┌──
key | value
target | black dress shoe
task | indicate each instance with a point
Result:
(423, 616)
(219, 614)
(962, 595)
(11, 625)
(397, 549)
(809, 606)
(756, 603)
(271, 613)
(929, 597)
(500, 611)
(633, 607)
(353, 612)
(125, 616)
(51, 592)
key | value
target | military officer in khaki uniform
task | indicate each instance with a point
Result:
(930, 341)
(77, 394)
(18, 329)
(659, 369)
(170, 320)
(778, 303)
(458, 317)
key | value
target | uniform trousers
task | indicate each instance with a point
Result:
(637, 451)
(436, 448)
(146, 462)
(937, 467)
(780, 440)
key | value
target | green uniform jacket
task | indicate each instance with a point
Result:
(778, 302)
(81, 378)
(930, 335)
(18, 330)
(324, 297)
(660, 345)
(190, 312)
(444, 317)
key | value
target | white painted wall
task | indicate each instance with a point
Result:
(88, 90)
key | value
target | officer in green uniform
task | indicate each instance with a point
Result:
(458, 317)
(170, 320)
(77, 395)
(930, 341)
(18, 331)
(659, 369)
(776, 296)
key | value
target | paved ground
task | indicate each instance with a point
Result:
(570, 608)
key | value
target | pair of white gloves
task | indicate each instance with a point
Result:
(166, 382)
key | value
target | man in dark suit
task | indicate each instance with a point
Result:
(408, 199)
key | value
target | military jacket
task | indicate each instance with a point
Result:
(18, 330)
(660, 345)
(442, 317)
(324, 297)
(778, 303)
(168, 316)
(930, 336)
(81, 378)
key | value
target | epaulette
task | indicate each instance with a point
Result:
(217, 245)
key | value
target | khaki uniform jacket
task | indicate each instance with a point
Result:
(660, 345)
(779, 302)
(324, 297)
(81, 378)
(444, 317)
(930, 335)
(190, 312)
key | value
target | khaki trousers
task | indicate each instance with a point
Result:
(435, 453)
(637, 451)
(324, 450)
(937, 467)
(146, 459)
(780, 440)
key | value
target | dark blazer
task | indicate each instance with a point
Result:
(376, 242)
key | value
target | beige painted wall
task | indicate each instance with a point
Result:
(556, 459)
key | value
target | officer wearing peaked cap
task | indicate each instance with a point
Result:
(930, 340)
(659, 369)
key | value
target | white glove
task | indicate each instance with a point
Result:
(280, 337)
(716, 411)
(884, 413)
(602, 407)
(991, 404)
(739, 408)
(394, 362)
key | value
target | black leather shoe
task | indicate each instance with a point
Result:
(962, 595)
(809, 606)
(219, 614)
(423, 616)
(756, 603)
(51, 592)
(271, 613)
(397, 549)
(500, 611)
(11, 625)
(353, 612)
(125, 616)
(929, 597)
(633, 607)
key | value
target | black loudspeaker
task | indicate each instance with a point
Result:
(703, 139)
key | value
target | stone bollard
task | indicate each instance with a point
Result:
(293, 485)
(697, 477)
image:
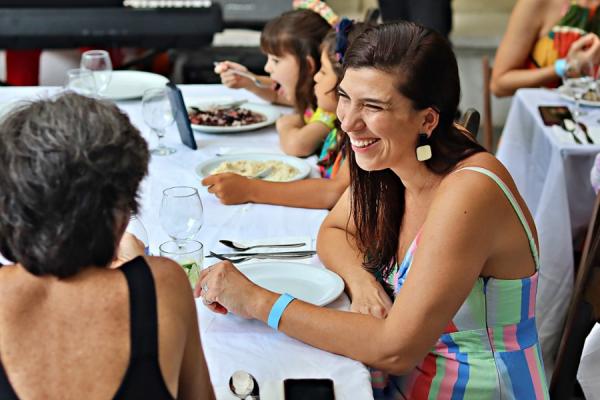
└──
» **THE PROBLEM**: Everything in the data except the pictures must be retyped exactly.

» **YOUR SOLUTION**:
key | value
target | black dress shoe
task | indicate each instance with a point
Result:
(423, 616)
(219, 614)
(962, 595)
(11, 625)
(397, 549)
(809, 606)
(756, 603)
(271, 613)
(929, 597)
(500, 611)
(633, 607)
(353, 612)
(125, 616)
(51, 592)
key | value
target | military officer in khaki uniform
task | indicate each instance with a point
Result:
(930, 341)
(77, 394)
(18, 329)
(659, 369)
(170, 320)
(778, 303)
(458, 317)
key | value
target | uniform trousers
task | indicate each instance with a point
Result:
(637, 451)
(436, 448)
(146, 462)
(937, 467)
(780, 440)
key | value
target | green uniform jacket
task | indicate each instance with a point
Result:
(778, 302)
(81, 378)
(930, 335)
(18, 330)
(324, 297)
(660, 345)
(190, 312)
(444, 317)
key | value
target | white painted wall
task | indicate each instance with a point
Result:
(88, 90)
key | value
target | officer in green uniform
task | indicate each instance with a point
Result:
(458, 317)
(170, 320)
(77, 395)
(930, 341)
(18, 331)
(659, 369)
(776, 296)
key | value
target | paved ground
task | indicate each instance with a point
Result:
(570, 608)
key | value
target | pair of white gloves
task | indicate each instance with a point
Result:
(166, 382)
key | value
target | man in dark suit
task | indicate each instance with a point
Result:
(408, 199)
key | value
target | military jacket
task | indicate each instance with a point
Result:
(18, 330)
(660, 345)
(442, 317)
(324, 297)
(778, 303)
(168, 316)
(930, 336)
(81, 378)
key | value
target | epaulette
task | indicate each instance with a point
Result:
(217, 245)
key | value
target | khaki uniform jacket
task | indicate each instance with a point
Result:
(660, 345)
(779, 302)
(324, 297)
(81, 378)
(444, 317)
(930, 335)
(190, 312)
key | value
target | khaki trousers
task | indicate each instance with a point
Result:
(435, 453)
(637, 451)
(324, 450)
(937, 467)
(146, 459)
(780, 440)
key | value
target | dark blazer
task | indicate each instance with a point
Result:
(376, 242)
key | value
target | beige painted wall
task | indicate each instance with a point
Result:
(556, 459)
key | value
target | officer wearing peaked cap
task | indicate each instance with a point
Result:
(930, 340)
(659, 369)
key | value
target | white glove
task | indicate each instance with a point
Result:
(280, 337)
(716, 411)
(884, 413)
(602, 407)
(991, 404)
(739, 408)
(394, 362)
key | value
target | black leather shoe
task | indicate each instance with a point
Result:
(962, 595)
(809, 606)
(219, 614)
(423, 616)
(756, 603)
(51, 592)
(271, 613)
(397, 549)
(500, 611)
(11, 625)
(353, 612)
(125, 616)
(929, 597)
(633, 607)
key | value
target | black loudspeaker
task | indicate each instance with a point
Result:
(703, 139)
key | value
target | stone bollard
task | indicate each instance with a point
Result:
(293, 485)
(697, 477)
image:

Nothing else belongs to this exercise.